**SET TASK 1**: According to the article on limited government, why did the U.S. Constitution divide federal powers among three branches and also between federal and state governments? Answer in one to three sentences.
**SET TASK 2**: Carry on writing the article on limited government, starting right after its final sentence.

=== SELECTION ===

Limited GovernmentExplained & Defined
A limited government is a concept of government in which the power of any part of the government is limited through the delegation and distribution of authorities.
These types of governments provide for personal property and freedoms and have fewer laws restricting the actions of people and companies.
Often these limitations, as well as the powers of these governments, are spelled out in a constitution.
In direct contrast with a limited government is an authoritarian government that provides government authorities with extensive powers and regulations to control the actions of those under its control.
However, regardless of the type of government a country possesses, even the most limited generally provide for some degree of control.
Limited Governments Explained
It is difficult to define what exactly a limited government is as there are numerous interpretations.
However, one of the most commonly accepted interpretations of a limited government is that the government exists to protect its people and their rights, including those of possessing private property.
In doing this, such a government will levy only the taxes necessary to provide the services to achieve this.
Under another commonly accepted and not mutually exclusive interpretation, a limited government refers to a government in which it only possesses the powers granted to it in a constitution.
This commonly includes a structure in which powers are divided amongst several branches limiting the authority of any one branch.
Under these interpretations, the concept of a limited government is often associated with the concepts of laissez-faire and classic liberalism, in which the government permits an extensive degree of economic freedom.
However, the exact nature of the relationship between the government and the extent of its ability to intervene in the economy is still highly debated among economists and politicians.
Origin of Limited Governments
The term-limited government originated in the sixteenth century under King James VI of England.
However, the concept is mulch older than that. In fact, as early as the Magna Carta in 1215, the principles of limiting the power of the government were used to limit the power of England’s king.
This document was one of the earliest describing a form of limited government.
Under this document, the English king granted the nobility of the realm certain rights that the king could not infringe upon.
However, this document was still very limited in scope protecting only a small number of individuals and very few rights.
In its modern form, the concept of a limited government arose out of the theories of classical liberal philosophers such as John Locke.
Locke believed that in a state of nature, men would naturally form a sort of government and that the powers of a government should be limited only to what its people allowed it to do.
Locke further provided four specific limitations on the power of a government, including that they should only rule by law and that all people are equal under the law, Laws should only be made to serve the common good, that taxes would not be raised without representation, and that no law-making authority would be delegated without the consent of the people.
Locke’s theories would be highly influential in another major development in the ideas of a limited government set forth by the U.S. Constitution.
Under this document’s provisions for a limited government, it would divide federal powers amongst three branches, including a legislative branch, executive branch, and judicial branch, as well as further divide powers between federal and state governments.
This structure of government was intended to make it difficult for any one individual or group to gain too much influence over the entirety of the government.
Further, the U.S. Constitution provided a Bill of Rights which are its first ten amendments.
These amendments provide certain rights to U.S. citizens that the government cannot infringe upon, thereby limiting the ability of the government to exercise certain powers.
Limited Governments and Economics
Limited governments generally attempt to avoid interventions in the markets and trade and are often associated with economic concepts such as laissez-faire.

=== LISTING ===

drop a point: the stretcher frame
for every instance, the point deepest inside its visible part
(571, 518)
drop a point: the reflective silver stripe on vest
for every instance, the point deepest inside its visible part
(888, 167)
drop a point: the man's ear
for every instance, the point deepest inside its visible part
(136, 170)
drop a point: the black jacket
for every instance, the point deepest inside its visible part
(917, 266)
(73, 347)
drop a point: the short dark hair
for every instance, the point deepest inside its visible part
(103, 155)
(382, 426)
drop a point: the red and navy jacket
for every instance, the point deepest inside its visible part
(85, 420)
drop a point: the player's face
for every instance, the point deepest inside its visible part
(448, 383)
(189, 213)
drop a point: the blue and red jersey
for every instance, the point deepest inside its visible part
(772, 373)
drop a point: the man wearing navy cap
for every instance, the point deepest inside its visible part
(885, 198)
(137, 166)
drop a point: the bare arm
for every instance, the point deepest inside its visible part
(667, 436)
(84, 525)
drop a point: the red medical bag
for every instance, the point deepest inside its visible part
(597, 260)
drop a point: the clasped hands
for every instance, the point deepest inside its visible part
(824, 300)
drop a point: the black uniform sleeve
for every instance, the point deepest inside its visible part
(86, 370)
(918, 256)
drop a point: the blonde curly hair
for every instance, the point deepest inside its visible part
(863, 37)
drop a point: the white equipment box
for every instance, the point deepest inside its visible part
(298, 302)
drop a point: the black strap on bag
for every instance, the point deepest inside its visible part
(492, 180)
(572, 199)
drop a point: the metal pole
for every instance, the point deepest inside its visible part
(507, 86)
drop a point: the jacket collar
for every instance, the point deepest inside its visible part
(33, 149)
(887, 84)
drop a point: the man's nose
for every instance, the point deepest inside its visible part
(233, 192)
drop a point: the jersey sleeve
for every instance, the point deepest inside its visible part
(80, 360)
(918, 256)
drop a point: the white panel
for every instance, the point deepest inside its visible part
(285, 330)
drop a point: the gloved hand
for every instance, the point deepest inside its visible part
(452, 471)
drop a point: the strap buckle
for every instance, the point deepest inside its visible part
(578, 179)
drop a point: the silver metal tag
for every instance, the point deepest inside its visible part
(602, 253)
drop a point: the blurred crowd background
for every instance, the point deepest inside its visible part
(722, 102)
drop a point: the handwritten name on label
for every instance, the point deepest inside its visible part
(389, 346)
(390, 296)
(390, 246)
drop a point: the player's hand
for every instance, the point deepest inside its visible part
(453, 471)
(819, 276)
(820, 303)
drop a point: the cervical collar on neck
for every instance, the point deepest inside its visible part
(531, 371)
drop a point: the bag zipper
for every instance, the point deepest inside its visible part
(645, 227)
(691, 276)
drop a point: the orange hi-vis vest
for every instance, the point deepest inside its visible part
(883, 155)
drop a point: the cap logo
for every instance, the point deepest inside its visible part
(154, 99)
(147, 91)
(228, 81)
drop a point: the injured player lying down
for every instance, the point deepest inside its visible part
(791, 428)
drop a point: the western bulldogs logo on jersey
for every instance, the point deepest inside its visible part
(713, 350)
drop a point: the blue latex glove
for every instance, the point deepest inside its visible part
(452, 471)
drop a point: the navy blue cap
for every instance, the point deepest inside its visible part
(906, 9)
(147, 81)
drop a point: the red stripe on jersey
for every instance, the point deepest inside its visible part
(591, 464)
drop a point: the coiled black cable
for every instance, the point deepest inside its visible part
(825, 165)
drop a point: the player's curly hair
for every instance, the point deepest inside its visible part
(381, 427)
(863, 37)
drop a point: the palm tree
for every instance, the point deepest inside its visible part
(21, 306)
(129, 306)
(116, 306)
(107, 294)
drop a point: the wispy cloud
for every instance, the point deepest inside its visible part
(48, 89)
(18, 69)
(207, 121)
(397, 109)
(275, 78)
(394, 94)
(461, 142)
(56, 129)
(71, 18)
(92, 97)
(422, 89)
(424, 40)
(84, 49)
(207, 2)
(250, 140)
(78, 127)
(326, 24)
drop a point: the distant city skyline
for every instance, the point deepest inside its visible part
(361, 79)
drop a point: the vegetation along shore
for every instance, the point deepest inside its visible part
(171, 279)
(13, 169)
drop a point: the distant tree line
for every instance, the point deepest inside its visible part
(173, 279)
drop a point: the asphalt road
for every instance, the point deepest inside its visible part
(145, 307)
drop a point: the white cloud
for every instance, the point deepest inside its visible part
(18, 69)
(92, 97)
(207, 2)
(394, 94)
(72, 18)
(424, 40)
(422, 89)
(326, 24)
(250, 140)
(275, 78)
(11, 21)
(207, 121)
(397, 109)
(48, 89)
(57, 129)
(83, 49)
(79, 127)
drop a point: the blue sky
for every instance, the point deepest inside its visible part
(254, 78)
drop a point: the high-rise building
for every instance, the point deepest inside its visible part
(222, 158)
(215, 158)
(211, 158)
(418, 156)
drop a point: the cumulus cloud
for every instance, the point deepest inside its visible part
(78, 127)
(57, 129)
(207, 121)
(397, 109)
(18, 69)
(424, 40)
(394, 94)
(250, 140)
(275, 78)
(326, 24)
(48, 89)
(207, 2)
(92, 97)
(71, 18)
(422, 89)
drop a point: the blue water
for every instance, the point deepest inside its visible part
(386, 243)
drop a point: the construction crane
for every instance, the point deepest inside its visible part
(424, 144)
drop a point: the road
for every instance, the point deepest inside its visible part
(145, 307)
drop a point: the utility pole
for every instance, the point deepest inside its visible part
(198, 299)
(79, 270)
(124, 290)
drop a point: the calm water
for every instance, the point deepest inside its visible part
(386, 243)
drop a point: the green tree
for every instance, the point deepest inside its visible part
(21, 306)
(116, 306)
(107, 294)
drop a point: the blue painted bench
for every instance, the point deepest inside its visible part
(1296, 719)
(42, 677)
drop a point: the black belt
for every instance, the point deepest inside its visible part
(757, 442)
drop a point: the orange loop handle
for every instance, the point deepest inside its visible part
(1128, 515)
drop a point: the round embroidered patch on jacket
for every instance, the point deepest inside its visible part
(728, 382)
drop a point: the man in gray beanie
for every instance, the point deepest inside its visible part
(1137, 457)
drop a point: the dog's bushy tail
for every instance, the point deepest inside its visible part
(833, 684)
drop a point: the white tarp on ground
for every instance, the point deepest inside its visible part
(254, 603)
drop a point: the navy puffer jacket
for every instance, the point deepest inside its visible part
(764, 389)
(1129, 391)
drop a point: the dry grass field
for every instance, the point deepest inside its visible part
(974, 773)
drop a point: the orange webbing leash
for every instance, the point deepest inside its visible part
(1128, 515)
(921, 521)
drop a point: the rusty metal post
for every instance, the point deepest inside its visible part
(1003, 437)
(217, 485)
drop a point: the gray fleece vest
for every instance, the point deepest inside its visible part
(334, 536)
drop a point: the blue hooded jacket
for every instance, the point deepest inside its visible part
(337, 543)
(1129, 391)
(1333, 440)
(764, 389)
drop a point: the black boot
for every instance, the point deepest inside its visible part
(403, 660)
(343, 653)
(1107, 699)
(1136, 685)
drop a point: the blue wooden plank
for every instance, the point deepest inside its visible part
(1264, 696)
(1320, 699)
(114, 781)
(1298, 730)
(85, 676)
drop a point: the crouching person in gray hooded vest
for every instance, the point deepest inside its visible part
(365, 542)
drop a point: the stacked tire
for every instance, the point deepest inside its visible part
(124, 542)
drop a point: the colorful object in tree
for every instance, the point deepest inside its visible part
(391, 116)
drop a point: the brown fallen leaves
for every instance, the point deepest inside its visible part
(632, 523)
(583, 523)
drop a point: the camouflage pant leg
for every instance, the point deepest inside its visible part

===

**REPLY 1**: The U.S. Constitution split power this way to make it difficult for any one individual or group to gain too much influence over the entire government.

**REPLY 2**:
In a laissez-faire economic system, private citizens are free to engage in trade without any sort of interference from the government.
In this type of economic system, first proposed by Adam Smith in 1776, the government would not intervene in business activity at all, instead allowing the markets to self-regulate.
Supporters of this type of economic system argue that limited governments can support economic growth and general welfare by avoiding all unnecessary restrictions.
This viewpoint later became associated with the Austrian school of economic thought, and believes that intervention by governments can cause a reduction in market competition and disruption to the natural forces of supply and demand.
Opponents of this system’s view hold that the government is obligated to intervene with economic activity whenever it is necessary to support equitable outcomes and moderate economic activity.
In the modern day, this has become heavily associated with the works of economist John Keynes.
Importance of Limited Governments
Limited governments provide individuals and businesses with a high degree of freedom and help to ensure that everyone has the ability to make their voices heard.
These governments also often possess constitutions and distributions of power, which make it difficult for a single person or interest group to seize too much power.
Additionally, these governments are limited by the powers they are given and are themselves subject to the law, and are accountable to the citizens therein.
From an economic standpoint, the limited intervention of the government in economic activity can be highly beneficial both for market competition and stable policies, which are crucial for investor confidence.
As a result, both companies and consumers benefit from the resulting innovation and lower costs.
Issues With Limited Governments
Though many economists and politicians agree that a limited government offers greater benefits, these thinkers disagree on the extent to which a government’s powers should be limited.
Additionally, some critics argue that the government holds an obligation to attempt to resolve issues that the free market cannot.
One example of this, critics contend, is the regulations protecting the environment.
Without the government punishing these individuals for violations, it would be possible for individuals to pursue civil recourse through the courts.
However, this could be difficult for many who may be affected to do so. Instead, the government typically enforces these laws on the public’s behalf.
Another example is how governments may operate to protect important industries.
Governments often provide subsidies to key domestic industries or enforce tariffs to shield them from foreign competition.
Though this can significantly distort market forces, it can also support industries that may provide public benefits.
As such, critics of a limited government contend that the benefits outweigh the costs.
The Difference Between a Limited and a Small Government
Though the terms “limited government” and “small government” are often used interchangeably, there is a significant difference in meaning between these two concepts.
Generally, the term small government is used to refer to a government with minimal taxation and few administrators.
Though this often is closely related to a limited government, this is not always the case.
A small government may still impose burdensome regulations and provide no more economic or personal liberties even if its taxes and administrators are too few to enforce these regulations effectively.
In some cases, taxes may be so low that the administrators of such a government are not paid well and, as a result, may resort to graft or accepting bribes in order to earn better wages.
This can place a larger burden than even taxes on economic activity.
In contrast, a limited government may have significant taxes and a large number of administrators.
However, it will generally attempt to provide those under its control with economic and personal freedom.
Though often these concepts will be intertwined, in practice, they have significantly different meanings.
Example of a Limited Government
One of the most prominent examples of a limited government is that of the United States of America.
The government of this country is limited by a constitution that provides it with explicit powers and limitations.
The U.S. government is also divided into several distinct branches, which are in turn limited in power by a series of checks and balances.
This limits the ability of any one person or interest group to seize too much power.
Several other countries follow similar structures to a greater or lesser degree incorporating constitutions and multiple branches of government such as Australia and Japan.
The Relationship Between Federalism and Limited Governments
Federalism describes a system of government in which a government is divided into two distinct sovereign powers.
These include a central government and local or provincial governments.
The governing powers in such a system are divided between these governments, thereby limiting the power and authority of either one.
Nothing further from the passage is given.